## 任务目标
请把下面这些行重新写一遍，将其中的“shrub”替换为“bush”，其他内容一律不变。答案里不要包含图片。

☆ ☆ ☆ ☆ ☆ ☆ ☆

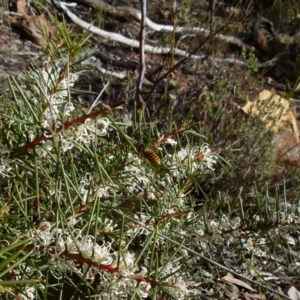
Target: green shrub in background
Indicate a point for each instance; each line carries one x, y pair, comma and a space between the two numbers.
93, 207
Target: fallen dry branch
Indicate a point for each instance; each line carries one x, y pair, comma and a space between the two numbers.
147, 48
126, 11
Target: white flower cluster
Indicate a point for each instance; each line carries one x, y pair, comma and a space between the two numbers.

☆ ☆ ☆ ☆ ☆ ☆ ☆

## 本题解答
Target: green bush in background
Indicate a point for each instance; each line carries one x, y pair, comma and a space between the two numbers.
93, 207
Target: fallen dry branch
Indicate a point for each instance; each line carries one x, y pair, comma and a space between the two numbers.
147, 48
126, 11
Target: white flower cluster
Indicate a point for each instance; each line carries one x, y pair, comma and a space between the two numbers.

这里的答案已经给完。